Banking Insurance & Finance Union (Kenya) v Nawiri Sacco Society Limited [2014] KEELRC 1405 (KLR)
Full Case Text
REPUBLIC OF KENYA
IN THE INDUSTRIAL COURT OF KENYA AT NYERI
CAUSE NO.29 OF 2014
BANKING INSURANCE & FINANCE UNION (KENYA).........CLAIMANT
-VERSUS-
NAWIRI SACCO SOCIETY LIMITED..............................RESPONDENT
(Before Hon. Justice Byram Ongaya on Friday 14th November, 2014)
JUDGMENT
The claimant trade union filed the memorandum of claim on 11. 02. 2014 on behalf of its member Pius Mutugi Kariuki (grievant). The claimant prayed for:
A declaration that the dismissal of the grievant was unfair, unlawful and double punishment.
Reinstatement of the grievant to his former position without loss of employment benefits or seniority in service.
The grievant to be paid all pecuniary gains lost due to the wrongful dismissal.
Costs of the suit.
The respondent filed the memorandum of response on 28. 02. 2014 through Njeru Ithiga & Company Advocates. The respondent prayed for:
A declaration that the summary dismissal of the claimant by the respondent was procedural and lawful.
A declaration that the claimant is not entitled to be reinstated to his former position with full benefits.
A declaration that the claimant is not entitled to any damages or gains for wrongful dismissal.
The claimant’s claim to be dismissed with costs.

----------

* _Written task A_
In the rows, restate the part that opens with the line containing "# Outline the region of every instance of the snow" and closes with the line containing "MULTIPOLYGON (((388 128, 380", substituting "ridge" for "mountain peak" and leaving everything else unchanged.

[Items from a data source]
----------

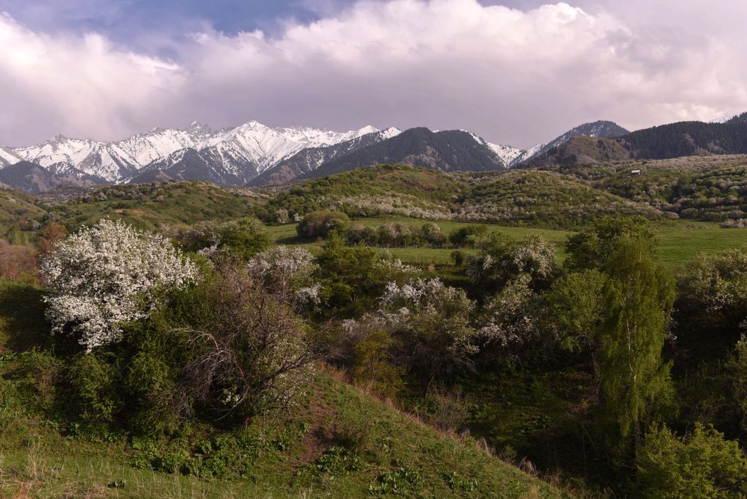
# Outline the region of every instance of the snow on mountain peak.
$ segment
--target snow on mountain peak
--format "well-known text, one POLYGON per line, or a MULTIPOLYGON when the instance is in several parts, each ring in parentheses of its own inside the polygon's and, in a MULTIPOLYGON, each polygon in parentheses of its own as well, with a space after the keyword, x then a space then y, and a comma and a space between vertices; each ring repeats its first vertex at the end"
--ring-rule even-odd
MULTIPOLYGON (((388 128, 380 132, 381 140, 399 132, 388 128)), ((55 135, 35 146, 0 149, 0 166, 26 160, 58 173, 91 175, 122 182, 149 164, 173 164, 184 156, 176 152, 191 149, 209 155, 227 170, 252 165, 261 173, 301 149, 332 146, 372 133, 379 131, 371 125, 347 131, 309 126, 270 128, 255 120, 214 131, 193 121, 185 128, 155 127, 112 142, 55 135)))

----------

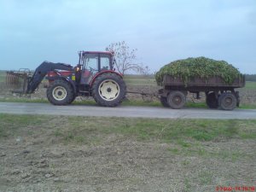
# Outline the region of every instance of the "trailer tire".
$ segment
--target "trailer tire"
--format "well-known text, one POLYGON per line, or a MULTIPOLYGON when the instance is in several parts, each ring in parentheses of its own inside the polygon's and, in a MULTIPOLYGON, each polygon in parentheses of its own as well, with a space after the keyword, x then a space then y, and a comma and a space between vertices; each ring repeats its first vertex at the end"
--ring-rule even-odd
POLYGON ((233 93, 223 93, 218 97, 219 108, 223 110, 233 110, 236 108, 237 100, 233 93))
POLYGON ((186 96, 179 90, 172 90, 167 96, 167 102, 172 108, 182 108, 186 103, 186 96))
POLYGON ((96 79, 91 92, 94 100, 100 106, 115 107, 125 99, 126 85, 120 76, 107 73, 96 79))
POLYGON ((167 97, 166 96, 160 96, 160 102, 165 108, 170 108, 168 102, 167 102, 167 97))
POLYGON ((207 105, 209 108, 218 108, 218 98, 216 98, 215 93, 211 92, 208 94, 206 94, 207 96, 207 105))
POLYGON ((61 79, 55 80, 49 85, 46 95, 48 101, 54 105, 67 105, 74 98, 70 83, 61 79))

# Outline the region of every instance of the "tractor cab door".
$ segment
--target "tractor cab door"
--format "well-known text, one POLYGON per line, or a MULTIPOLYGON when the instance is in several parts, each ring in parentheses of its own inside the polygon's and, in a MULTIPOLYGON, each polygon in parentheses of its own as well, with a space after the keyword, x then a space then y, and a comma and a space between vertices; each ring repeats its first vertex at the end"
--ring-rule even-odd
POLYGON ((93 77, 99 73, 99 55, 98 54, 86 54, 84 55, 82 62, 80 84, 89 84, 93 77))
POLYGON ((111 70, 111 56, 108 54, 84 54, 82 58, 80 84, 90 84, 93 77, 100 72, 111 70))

----------

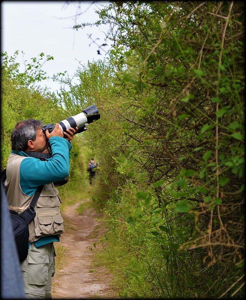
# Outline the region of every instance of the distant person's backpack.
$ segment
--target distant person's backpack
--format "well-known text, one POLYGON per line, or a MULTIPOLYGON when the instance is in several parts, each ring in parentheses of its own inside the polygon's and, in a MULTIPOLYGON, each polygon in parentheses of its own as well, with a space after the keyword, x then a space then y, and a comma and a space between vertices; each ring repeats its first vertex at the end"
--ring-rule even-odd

----------

* _Written task B_
In the judgment, through which firm did the respondent file its memorandum of response?

* _Correct result A_
# Outline the region of every instance of the snow on ridge.
$ segment
--target snow on ridge
--format "well-known text, one POLYGON per line, or a MULTIPOLYGON when the instance is in several parts, each ring in parentheses of its own inside the polygon's and, in a MULTIPOLYGON, each polygon in parentheses of its own as well, with a space after the keyword, x then a space then y, and a comma and a space between vertices; each ring repeats its first vertex at the end"
--ring-rule even-odd
MULTIPOLYGON (((388 128, 380 132, 381 140, 399 132, 388 128)), ((55 135, 35 146, 0 149, 0 166, 26 160, 58 173, 91 175, 122 182, 149 164, 173 164, 184 156, 176 152, 191 149, 209 155, 227 170, 252 165, 261 173, 301 149, 332 146, 372 133, 379 131, 371 125, 347 131, 309 126, 270 128, 255 120, 214 131, 193 121, 185 128, 155 127, 112 142, 55 135)))

* _Correct result B_
Njeru Ithiga & Company Advocates